BEGIN Data shown
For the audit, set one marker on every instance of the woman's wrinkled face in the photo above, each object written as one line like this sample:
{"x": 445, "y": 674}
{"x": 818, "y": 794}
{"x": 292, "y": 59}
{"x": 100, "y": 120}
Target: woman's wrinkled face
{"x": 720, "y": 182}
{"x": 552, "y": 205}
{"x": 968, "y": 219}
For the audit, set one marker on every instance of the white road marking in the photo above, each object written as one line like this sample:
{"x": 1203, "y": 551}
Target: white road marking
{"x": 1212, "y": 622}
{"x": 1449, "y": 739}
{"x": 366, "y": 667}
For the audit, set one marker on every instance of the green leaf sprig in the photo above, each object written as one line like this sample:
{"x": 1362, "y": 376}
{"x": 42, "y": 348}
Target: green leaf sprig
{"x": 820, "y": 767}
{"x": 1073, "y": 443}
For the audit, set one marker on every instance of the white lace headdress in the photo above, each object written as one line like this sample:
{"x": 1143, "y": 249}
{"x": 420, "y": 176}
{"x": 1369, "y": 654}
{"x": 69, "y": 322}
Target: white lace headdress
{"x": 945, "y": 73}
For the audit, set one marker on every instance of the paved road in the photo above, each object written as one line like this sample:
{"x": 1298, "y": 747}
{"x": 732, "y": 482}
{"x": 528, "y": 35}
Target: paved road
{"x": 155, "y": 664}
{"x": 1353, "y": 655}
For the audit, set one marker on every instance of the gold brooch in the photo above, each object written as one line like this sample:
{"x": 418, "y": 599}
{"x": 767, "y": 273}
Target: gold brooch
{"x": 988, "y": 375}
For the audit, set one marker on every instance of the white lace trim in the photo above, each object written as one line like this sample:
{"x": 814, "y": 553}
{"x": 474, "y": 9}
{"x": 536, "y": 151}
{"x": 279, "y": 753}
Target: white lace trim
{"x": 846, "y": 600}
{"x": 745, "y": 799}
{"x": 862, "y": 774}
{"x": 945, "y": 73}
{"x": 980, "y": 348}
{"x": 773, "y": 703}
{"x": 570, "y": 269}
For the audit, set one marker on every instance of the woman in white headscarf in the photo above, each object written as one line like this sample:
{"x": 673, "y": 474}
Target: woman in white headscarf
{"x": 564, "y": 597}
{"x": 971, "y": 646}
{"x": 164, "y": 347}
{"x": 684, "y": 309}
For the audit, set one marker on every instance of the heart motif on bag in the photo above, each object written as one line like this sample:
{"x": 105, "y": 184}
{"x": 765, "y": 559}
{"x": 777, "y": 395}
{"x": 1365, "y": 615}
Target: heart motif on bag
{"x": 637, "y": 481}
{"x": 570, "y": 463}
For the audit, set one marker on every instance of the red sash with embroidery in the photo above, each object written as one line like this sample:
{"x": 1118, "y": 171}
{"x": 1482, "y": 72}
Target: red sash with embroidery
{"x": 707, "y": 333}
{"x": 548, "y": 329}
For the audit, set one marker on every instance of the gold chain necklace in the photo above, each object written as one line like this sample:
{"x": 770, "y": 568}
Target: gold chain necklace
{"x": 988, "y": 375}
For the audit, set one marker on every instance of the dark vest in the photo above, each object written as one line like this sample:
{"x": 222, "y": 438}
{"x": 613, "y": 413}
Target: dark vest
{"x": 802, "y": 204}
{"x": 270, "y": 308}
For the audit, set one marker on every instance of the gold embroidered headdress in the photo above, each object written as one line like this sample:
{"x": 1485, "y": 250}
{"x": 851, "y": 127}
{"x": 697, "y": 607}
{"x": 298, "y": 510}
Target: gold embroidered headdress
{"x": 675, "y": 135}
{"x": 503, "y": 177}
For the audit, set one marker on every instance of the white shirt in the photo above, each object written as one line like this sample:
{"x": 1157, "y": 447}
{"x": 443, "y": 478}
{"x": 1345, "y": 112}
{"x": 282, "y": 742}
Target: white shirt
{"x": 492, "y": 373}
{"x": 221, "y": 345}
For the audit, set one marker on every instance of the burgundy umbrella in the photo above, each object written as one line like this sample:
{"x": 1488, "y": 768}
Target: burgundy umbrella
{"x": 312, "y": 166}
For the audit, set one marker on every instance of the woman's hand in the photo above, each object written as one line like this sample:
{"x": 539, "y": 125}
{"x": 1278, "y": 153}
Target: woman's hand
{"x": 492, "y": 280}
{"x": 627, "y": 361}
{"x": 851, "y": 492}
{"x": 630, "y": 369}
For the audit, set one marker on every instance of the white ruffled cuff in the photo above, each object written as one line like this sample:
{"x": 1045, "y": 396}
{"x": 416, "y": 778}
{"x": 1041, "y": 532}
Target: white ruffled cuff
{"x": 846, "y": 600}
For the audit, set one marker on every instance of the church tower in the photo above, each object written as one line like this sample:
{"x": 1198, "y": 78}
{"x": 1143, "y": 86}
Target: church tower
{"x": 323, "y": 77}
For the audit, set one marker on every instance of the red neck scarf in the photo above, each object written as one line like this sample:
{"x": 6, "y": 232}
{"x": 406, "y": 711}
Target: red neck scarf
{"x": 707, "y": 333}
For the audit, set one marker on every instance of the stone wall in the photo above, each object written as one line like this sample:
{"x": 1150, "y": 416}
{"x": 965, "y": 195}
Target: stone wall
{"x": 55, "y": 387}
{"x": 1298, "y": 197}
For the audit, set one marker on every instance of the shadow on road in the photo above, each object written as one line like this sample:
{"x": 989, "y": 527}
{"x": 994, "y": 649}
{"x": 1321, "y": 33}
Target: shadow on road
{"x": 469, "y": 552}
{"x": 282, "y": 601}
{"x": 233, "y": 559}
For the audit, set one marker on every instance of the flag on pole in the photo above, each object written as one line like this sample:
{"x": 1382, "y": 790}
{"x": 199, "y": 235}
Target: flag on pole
END Data shown
= Given request =
Find the line containing "of the shadow" in the material above. Print it and every line after it through the end, exactly and only those.

= Output of the task =
For the audit, set one marker on every instance of the shadow on road in the photo above, each object written as one line like this sample:
{"x": 989, "y": 527}
{"x": 994, "y": 649}
{"x": 1321, "y": 33}
Target: shadow on road
{"x": 469, "y": 552}
{"x": 282, "y": 601}
{"x": 233, "y": 559}
For the audit, set one marker on every instance of the flag on pole in the photo above, each object written as one line like this sample:
{"x": 1382, "y": 790}
{"x": 199, "y": 235}
Target: flag on pole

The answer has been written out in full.